▶ _DOCUMENT PASSAGE_:
RBI lets foreigners open special rupee, foreign currency accounts
Mumbai: The Reserve Bank of India (RBI) on Tuesday
made investments in India easier for foreigners by allowing them to
open special rupee as well as foreign currency accounts with local
banks.
For this purpose, RBI clubbed foreign institutional investors (FII)
and qualified foreign investors (QFI) under one category called
“Registered Foreign Portfolio Investor” (RFPI).
To invest money in the domestic market, an RFPI can transfer its money from the foreign currency account to the rupee account.
After investing through the rupee account, the investment
proceeds can again be transferred to the foreign currency account for
repatriation purpose.
In both the legs, the fund will be converted at the prevailing exchange rate.
This will cut the clutter for foreign investors who used
to avail the services of a custodian. Since the investment can be done
directly, the investor can time its entry and exit more accurately than
it could have done with third party help, said market experts.

▶ _RECORDED INFORMATION_:
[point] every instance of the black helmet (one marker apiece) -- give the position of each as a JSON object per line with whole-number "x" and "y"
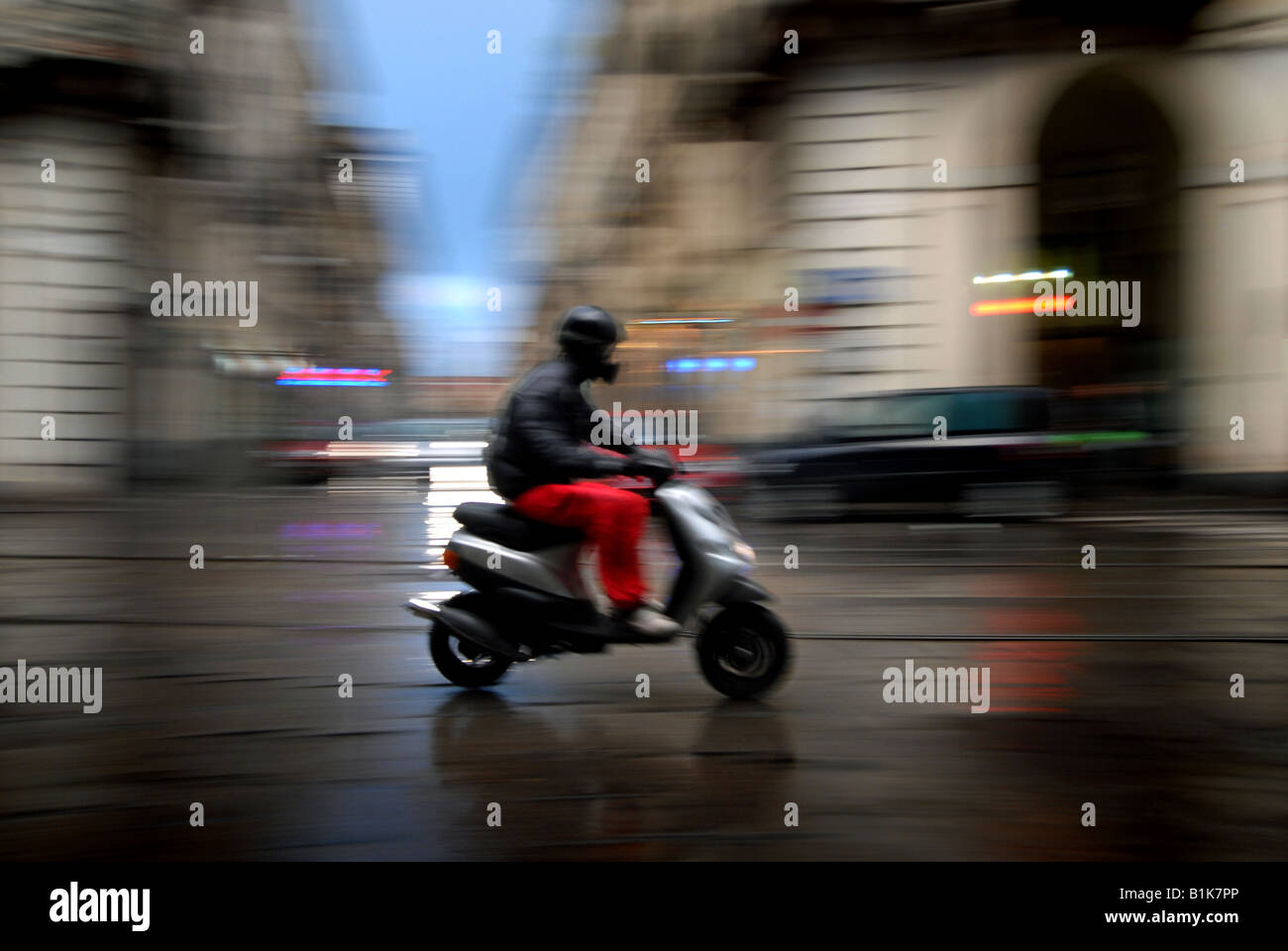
{"x": 588, "y": 335}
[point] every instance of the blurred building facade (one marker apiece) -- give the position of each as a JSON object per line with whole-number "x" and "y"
{"x": 171, "y": 161}
{"x": 901, "y": 153}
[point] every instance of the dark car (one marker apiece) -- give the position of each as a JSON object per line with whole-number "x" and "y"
{"x": 982, "y": 450}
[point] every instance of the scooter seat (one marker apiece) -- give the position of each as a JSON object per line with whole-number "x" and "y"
{"x": 505, "y": 526}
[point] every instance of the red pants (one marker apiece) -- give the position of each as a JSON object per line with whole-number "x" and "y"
{"x": 613, "y": 521}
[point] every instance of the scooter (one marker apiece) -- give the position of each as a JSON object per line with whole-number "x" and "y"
{"x": 529, "y": 600}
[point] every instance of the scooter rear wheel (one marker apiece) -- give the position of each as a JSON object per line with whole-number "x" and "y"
{"x": 460, "y": 661}
{"x": 743, "y": 651}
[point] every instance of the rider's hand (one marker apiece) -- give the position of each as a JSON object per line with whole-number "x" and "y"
{"x": 651, "y": 464}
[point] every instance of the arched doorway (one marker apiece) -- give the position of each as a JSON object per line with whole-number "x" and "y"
{"x": 1108, "y": 210}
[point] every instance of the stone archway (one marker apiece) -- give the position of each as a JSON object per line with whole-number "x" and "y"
{"x": 1108, "y": 208}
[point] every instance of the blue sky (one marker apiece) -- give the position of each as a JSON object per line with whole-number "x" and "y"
{"x": 476, "y": 120}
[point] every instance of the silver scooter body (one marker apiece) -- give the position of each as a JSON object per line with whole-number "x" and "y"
{"x": 715, "y": 558}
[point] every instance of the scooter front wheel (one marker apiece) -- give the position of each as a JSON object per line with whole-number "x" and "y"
{"x": 462, "y": 661}
{"x": 743, "y": 651}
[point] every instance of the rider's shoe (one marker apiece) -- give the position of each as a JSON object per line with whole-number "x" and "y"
{"x": 645, "y": 622}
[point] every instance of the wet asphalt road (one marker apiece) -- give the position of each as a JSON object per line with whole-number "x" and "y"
{"x": 222, "y": 687}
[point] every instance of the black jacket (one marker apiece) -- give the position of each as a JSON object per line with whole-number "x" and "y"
{"x": 542, "y": 433}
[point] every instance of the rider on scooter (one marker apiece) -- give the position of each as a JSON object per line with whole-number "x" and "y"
{"x": 541, "y": 450}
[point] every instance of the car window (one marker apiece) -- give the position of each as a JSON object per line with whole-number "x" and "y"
{"x": 997, "y": 411}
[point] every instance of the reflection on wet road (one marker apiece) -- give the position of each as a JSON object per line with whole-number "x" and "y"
{"x": 222, "y": 688}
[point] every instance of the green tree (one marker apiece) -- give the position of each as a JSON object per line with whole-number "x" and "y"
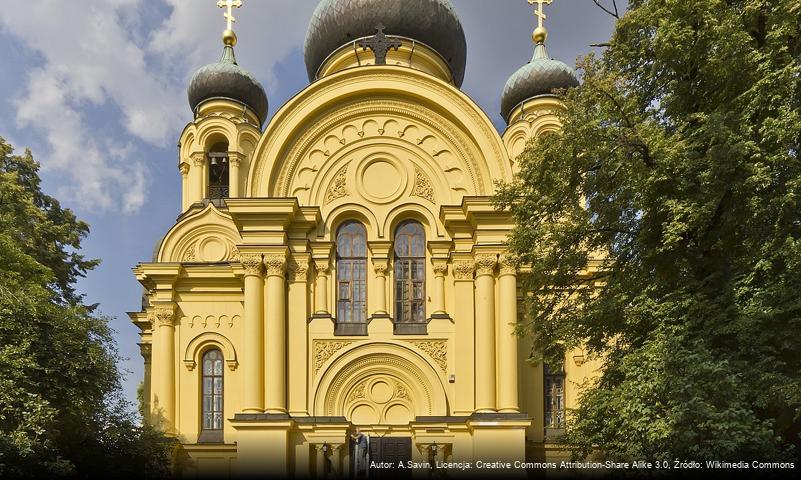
{"x": 677, "y": 173}
{"x": 61, "y": 412}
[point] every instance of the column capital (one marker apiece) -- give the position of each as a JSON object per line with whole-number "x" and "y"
{"x": 380, "y": 266}
{"x": 322, "y": 265}
{"x": 198, "y": 158}
{"x": 164, "y": 315}
{"x": 380, "y": 248}
{"x": 235, "y": 158}
{"x": 275, "y": 264}
{"x": 252, "y": 263}
{"x": 508, "y": 266}
{"x": 463, "y": 269}
{"x": 146, "y": 350}
{"x": 485, "y": 264}
{"x": 298, "y": 269}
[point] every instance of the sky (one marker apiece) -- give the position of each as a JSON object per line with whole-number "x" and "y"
{"x": 97, "y": 90}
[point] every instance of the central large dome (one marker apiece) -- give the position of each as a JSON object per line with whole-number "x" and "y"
{"x": 433, "y": 22}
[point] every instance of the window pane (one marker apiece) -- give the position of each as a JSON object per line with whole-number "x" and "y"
{"x": 410, "y": 273}
{"x": 351, "y": 263}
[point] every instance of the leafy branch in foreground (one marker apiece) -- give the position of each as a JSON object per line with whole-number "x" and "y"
{"x": 677, "y": 173}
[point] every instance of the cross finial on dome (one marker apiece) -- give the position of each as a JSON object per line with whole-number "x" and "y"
{"x": 229, "y": 37}
{"x": 380, "y": 44}
{"x": 540, "y": 34}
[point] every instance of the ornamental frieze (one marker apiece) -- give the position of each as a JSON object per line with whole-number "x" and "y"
{"x": 325, "y": 349}
{"x": 463, "y": 270}
{"x": 436, "y": 349}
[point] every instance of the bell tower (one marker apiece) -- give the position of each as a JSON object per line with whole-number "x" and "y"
{"x": 530, "y": 103}
{"x": 229, "y": 107}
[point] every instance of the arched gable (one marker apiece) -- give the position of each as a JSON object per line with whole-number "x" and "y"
{"x": 208, "y": 236}
{"x": 202, "y": 342}
{"x": 424, "y": 135}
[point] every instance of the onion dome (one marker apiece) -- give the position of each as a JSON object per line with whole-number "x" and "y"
{"x": 433, "y": 22}
{"x": 227, "y": 80}
{"x": 541, "y": 76}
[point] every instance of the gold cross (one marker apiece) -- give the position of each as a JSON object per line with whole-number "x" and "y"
{"x": 230, "y": 5}
{"x": 539, "y": 13}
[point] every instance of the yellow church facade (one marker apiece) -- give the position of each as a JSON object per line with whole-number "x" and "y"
{"x": 344, "y": 266}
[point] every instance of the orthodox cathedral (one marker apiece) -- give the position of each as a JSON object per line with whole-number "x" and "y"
{"x": 336, "y": 287}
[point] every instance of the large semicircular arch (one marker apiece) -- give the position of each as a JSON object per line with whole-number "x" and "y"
{"x": 382, "y": 358}
{"x": 300, "y": 116}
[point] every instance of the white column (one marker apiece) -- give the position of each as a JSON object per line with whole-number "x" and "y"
{"x": 275, "y": 324}
{"x": 165, "y": 395}
{"x": 440, "y": 269}
{"x": 380, "y": 266}
{"x": 252, "y": 356}
{"x": 234, "y": 162}
{"x": 508, "y": 401}
{"x": 321, "y": 287}
{"x": 485, "y": 333}
{"x": 184, "y": 169}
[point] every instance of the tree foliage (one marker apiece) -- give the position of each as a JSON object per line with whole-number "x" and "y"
{"x": 61, "y": 412}
{"x": 677, "y": 174}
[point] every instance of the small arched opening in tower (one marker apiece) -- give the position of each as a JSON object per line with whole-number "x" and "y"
{"x": 219, "y": 171}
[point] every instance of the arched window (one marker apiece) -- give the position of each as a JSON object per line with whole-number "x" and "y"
{"x": 410, "y": 277}
{"x": 554, "y": 383}
{"x": 218, "y": 171}
{"x": 212, "y": 385}
{"x": 351, "y": 276}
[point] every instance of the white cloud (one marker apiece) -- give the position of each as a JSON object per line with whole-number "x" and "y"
{"x": 96, "y": 56}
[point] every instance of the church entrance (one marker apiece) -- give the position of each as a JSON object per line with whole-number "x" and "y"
{"x": 388, "y": 451}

▶ _EXERCISE INSTRUCTIONS_:
(a) In the RBI article, what single category did RBI create by grouping foreign institutional investors with qualified foreign investors?
(b) Please set down, word for word, the stretch of the RBI article from "To invest money" through "prevailing exchange rate.".
The material has no connection to the RBI article.

▶ _RESPONSE LIST_:
(a) "Registered Foreign Portfolio Investor" (RFPI).

(b)
To invest money in the domestic market, an RFPI can transfer its money from the foreign currency account to the rupee account.
After investing through the rupee account, the investment
proceeds can again be transferred to the foreign currency account for
repatriation purpose.
In both the legs, the fund will be converted at the prevailing exchange rate.